_Recorded data_
"""

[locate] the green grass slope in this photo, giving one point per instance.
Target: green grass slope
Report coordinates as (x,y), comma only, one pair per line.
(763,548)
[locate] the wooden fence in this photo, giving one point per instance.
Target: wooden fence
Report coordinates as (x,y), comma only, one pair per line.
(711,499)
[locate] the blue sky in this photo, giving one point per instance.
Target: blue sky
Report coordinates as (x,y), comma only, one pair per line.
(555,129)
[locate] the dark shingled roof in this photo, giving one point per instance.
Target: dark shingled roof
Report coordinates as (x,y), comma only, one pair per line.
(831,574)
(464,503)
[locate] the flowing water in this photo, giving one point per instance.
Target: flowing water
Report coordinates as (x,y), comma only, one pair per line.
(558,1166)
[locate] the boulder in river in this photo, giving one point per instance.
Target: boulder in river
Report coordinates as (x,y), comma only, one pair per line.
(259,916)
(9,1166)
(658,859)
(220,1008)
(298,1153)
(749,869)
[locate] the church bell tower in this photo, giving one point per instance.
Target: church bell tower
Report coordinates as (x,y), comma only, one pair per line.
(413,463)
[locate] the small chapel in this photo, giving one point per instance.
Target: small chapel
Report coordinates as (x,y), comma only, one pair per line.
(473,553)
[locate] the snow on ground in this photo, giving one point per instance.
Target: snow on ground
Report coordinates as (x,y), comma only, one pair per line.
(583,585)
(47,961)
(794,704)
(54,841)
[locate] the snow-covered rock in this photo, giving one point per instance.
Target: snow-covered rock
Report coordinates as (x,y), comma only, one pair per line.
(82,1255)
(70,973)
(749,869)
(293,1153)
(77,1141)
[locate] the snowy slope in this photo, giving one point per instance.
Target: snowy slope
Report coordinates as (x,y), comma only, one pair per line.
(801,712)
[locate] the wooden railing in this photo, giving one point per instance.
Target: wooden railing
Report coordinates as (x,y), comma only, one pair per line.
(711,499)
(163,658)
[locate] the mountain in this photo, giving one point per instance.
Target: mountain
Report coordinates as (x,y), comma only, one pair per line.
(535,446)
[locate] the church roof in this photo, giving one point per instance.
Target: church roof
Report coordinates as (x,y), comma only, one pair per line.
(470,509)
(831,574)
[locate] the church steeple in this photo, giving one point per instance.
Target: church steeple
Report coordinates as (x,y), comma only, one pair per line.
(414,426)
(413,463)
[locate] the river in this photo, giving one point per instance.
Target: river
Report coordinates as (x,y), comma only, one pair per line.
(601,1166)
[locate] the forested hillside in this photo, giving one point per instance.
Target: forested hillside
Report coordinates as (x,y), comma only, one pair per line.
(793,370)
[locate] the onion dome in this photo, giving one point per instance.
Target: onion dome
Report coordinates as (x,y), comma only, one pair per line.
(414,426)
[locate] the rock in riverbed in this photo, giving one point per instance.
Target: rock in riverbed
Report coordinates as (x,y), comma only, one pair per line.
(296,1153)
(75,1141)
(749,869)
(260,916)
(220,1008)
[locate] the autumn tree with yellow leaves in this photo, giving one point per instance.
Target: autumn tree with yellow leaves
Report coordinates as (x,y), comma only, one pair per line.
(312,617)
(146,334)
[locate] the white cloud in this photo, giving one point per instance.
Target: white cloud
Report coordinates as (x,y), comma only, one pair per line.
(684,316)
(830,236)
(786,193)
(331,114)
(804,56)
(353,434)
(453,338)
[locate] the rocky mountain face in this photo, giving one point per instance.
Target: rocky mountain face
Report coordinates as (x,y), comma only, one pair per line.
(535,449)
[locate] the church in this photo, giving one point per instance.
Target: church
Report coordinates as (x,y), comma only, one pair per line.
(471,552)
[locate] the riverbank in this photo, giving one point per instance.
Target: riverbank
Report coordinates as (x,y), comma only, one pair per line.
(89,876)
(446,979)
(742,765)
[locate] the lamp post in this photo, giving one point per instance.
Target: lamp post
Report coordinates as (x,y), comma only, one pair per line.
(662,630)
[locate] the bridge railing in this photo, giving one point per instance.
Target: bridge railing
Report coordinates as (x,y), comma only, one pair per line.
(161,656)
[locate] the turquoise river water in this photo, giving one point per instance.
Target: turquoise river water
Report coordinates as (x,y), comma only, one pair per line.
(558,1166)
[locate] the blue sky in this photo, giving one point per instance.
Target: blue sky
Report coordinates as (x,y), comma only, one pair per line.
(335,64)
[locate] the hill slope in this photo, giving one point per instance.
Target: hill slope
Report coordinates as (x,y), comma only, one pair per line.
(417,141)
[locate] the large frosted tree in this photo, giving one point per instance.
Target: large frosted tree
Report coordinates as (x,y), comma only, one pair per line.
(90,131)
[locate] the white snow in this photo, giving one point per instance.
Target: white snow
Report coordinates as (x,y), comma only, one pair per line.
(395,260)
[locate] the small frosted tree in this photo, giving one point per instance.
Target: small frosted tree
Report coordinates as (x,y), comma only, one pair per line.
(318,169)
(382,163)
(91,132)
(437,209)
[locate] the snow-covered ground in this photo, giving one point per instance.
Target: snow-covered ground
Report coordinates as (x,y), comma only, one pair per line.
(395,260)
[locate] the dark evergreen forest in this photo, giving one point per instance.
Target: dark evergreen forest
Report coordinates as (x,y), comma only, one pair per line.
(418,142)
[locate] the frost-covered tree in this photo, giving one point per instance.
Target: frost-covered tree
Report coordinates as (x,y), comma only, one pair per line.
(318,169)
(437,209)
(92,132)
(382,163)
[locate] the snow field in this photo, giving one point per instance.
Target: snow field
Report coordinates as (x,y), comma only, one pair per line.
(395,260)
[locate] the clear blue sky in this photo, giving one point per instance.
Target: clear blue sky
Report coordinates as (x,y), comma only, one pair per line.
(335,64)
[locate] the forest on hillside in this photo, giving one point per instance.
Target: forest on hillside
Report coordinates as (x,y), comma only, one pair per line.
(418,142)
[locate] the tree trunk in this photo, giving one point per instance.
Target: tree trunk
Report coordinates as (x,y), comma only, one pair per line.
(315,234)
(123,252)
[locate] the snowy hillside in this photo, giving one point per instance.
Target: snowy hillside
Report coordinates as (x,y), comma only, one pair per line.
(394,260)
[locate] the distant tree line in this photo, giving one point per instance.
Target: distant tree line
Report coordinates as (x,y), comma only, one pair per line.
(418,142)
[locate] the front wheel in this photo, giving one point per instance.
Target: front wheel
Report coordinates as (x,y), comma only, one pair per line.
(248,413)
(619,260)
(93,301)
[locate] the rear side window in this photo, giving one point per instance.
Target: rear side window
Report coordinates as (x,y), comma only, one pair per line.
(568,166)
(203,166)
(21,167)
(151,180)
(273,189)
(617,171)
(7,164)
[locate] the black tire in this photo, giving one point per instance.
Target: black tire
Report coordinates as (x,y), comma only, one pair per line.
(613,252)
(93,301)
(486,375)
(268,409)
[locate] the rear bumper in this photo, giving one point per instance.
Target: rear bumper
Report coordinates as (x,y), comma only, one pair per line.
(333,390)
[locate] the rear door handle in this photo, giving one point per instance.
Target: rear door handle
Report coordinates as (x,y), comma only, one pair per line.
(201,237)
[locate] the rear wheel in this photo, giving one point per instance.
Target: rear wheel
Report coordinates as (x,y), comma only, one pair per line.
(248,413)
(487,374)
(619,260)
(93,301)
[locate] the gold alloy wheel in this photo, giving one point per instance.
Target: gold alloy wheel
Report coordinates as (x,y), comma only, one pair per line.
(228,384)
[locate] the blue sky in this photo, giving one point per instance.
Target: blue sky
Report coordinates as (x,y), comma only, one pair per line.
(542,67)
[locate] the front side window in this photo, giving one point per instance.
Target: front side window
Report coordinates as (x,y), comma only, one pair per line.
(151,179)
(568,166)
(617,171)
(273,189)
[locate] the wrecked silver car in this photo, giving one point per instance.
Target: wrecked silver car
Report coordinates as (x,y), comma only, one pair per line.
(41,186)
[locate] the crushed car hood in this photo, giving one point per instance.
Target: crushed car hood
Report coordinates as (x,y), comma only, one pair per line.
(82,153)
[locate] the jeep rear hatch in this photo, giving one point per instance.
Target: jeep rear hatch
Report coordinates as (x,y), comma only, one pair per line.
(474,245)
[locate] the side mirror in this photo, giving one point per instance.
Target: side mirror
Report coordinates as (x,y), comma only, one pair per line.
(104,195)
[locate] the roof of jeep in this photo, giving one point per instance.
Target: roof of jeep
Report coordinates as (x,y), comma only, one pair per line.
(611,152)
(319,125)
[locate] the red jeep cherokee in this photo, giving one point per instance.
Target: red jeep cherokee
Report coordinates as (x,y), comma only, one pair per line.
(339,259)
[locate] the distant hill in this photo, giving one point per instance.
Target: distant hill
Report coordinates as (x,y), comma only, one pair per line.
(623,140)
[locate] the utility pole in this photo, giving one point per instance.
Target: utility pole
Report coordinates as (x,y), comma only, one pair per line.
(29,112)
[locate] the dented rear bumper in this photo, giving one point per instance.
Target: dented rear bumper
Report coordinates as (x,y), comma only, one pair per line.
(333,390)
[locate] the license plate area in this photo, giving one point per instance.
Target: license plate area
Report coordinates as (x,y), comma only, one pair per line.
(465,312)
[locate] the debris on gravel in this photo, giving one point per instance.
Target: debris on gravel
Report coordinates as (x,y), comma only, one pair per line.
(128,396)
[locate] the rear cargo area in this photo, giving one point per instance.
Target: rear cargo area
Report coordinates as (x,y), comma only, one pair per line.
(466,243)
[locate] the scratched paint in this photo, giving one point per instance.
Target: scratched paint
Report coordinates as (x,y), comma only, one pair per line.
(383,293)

"""

_Written exercise_
Everything from the line with "[locate] the side" through the last line of the material above should be echoed exactly, and nothing else.

_Exercise response_
[locate] the side mirror in this photo, giving one point per instance.
Target: side mirror
Report coordinates as (x,y), comma only, one pair per line.
(104,195)
[locate] the roof of jeep in this photo, giving one point per instance.
Target: roof of jeep
Report coordinates as (x,y), comma only, one pair per line.
(611,152)
(319,125)
[locate] the red jeep cherokee in this photo, giving one point per instance.
Target: red jeep cherokee
Report coordinates as (x,y), comma only, one pair per line.
(339,259)
[locate] the distant hill in this photo, giving one point per instance.
Target: distant hill
Report coordinates as (x,y), comma only, one pair per line.
(623,140)
[locate] the utility pole in this photo, giving one point per instance.
Target: utility pole
Report coordinates as (x,y), comma only, one pair per line.
(29,112)
[locate] the dented rear bumper in this photo, giving one point per instance.
Target: dented rear bumper
Report coordinates as (x,y), comma only, one pair per line.
(333,390)
[locate] the license plate area in this photo, giving one point per instance.
Target: license plate area
Report coordinates as (x,y), comma only, one pair per line.
(465,312)
[locate] the debris on gravel in this photo, giving one point per instance.
Target: debris on gravel
Report coordinates as (x,y), comma only, one pair per line.
(128,396)
[locate] the rear cargo area in this photo, giving one point per instance.
Target: rear cargo area
Report coordinates as (x,y), comma only, one pair per line.
(466,243)
[locate] the scratched paint in this photo, giving one point per instance.
Target: scratched paint
Report coordinates as (x,y), comma only, one pair per line.
(383,293)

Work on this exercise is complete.